▶ Required task 1
Which lines of the records contain the word "black"? Collect every one of them, treating uppercase and lowercase as different.
═══ Quoted text
X-Bogosity: Ham, tests=bogofilter, spamicity=0.000000, version=1.2.4
Sender: owner-linux-mm@kvack.org
Precedence: bulk
X-Loop: owner-majordomo@kvack.org
List-ID: <linux-mm.kvack.org>

On Wed, Apr 17, 2019 at 8:07 PM Roman Gushchin <guro@fb.com> wrote:
>
> On Wed, Apr 17, 2019 at 06:55:12PM -0700, Shakeel Butt wrote:
> > On Wed, Apr 17, 2019 at 5:39 PM Roman Gushchin <guro@fb.com> wrote:
> > >
> > > On Wed, Apr 17, 2019 at 04:41:01PM -0700, Shakeel Butt wrote:
> > > > On Wed, Apr 17, 2019 at 2:55 PM Roman Gushchin <guroan@gmail.com> wrote:
> > > > >
> > > > > This commit makes several important changes in the lifecycle
> > > > > of a non-root kmem_cache, which also affect the lifecycle
> > > > > of a memory cgroup.
══════
═══ Exercise material
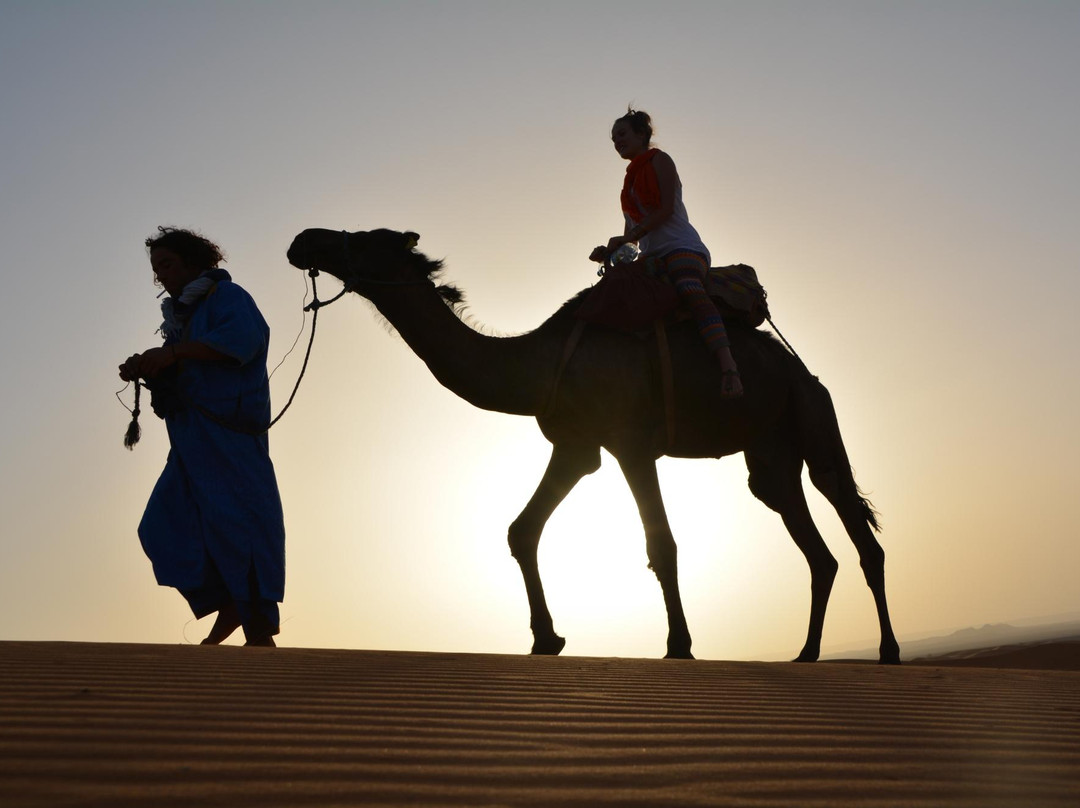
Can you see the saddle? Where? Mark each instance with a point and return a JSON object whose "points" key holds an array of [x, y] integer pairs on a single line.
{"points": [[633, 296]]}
══════
═══ Exercise material
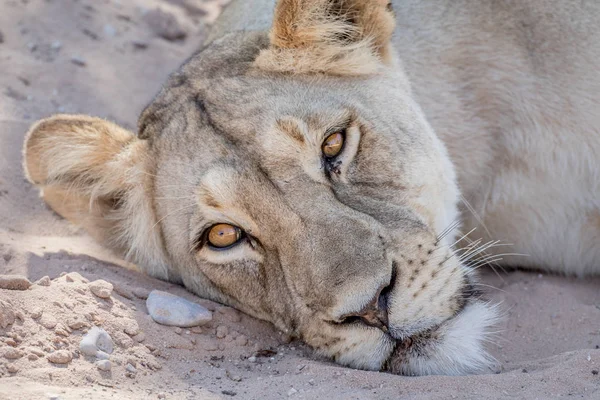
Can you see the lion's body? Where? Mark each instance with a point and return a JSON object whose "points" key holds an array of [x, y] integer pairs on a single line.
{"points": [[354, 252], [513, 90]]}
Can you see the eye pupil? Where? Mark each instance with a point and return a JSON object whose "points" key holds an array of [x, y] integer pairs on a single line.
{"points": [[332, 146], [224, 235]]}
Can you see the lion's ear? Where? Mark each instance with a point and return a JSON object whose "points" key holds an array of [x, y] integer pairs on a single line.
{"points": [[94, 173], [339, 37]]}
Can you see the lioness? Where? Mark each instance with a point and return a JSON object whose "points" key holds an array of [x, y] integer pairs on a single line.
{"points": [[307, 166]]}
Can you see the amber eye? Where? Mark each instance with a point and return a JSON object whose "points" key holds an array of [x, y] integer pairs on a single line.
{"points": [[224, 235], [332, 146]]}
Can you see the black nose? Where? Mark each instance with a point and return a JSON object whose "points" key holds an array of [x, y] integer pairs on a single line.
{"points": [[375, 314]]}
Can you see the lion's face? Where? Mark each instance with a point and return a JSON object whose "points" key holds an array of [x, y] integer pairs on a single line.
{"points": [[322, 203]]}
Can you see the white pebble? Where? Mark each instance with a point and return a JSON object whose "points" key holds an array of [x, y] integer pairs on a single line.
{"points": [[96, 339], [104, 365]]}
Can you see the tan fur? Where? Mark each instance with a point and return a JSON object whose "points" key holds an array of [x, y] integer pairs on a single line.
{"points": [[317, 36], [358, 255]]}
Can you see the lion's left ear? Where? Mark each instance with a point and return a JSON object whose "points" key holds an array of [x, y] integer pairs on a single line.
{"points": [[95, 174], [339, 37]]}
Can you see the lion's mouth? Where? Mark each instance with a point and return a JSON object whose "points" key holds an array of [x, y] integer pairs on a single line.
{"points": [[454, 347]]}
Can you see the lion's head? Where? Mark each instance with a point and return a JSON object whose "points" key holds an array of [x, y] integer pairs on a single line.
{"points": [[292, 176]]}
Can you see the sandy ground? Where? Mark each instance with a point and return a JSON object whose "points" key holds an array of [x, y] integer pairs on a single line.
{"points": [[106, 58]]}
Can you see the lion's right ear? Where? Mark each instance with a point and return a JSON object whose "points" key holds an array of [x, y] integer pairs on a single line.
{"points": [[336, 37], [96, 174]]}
══════
═══ Exercise material
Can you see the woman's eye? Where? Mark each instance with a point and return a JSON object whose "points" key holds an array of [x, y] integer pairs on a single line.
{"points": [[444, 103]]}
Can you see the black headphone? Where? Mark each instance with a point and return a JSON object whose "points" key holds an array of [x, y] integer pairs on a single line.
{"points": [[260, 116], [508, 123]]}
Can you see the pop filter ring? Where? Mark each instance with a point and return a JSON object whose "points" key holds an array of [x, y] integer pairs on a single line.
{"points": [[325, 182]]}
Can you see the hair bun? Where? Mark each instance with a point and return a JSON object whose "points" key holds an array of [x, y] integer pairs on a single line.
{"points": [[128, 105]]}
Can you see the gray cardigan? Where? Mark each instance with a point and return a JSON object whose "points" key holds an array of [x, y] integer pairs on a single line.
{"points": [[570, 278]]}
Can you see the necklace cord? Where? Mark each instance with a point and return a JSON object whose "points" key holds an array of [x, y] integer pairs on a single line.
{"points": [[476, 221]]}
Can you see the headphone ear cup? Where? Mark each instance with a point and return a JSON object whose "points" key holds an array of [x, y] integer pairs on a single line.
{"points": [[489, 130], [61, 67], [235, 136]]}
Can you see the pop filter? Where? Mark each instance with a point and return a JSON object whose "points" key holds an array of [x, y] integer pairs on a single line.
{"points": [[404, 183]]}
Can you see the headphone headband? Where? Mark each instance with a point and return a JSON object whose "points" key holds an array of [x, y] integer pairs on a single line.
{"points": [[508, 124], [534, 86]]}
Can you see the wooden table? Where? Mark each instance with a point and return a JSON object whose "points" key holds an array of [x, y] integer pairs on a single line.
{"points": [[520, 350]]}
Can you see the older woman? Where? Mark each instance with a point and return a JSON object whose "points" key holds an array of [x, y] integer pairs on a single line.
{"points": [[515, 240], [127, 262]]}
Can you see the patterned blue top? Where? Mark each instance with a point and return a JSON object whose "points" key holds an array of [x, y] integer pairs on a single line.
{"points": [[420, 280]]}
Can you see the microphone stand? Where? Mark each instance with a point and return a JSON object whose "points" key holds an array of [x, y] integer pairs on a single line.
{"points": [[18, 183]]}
══════
▶ Required task 2
Could you set down, word for word, the part of the mailing-list message that opens with "On Wed, Apr 17, 2019 at 8:07" and closes with "a memory cgroup."?

▶ Task solution 1
Can you see the black nose? Where? Mark each instance with a point and return a JSON object whose "points" key holds an array of [x, y] integer pairs on a single line.
Can you see the black headphone? Where? Mark each instance with a point and return a JSON object whose "points" key holds an array of [x, y] integer pairs on a single line.

▶ Task solution 2
On Wed, Apr 17, 2019 at 8:07 PM Roman Gushchin <guro@fb.com> wrote:
>
> On Wed, Apr 17, 2019 at 06:55:12PM -0700, Shakeel Butt wrote:
> > On Wed, Apr 17, 2019 at 5:39 PM Roman Gushchin <guro@fb.com> wrote:
> > >
> > > On Wed, Apr 17, 2019 at 04:41:01PM -0700, Shakeel Butt wrote:
> > > > On Wed, Apr 17, 2019 at 2:55 PM Roman Gushchin <guroan@gmail.com> wrote:
> > > > >
> > > > > This commit makes several important changes in the lifecycle
> > > > > of a non-root kmem_cache, which also affect the lifecycle
> > > > > of a memory cgroup.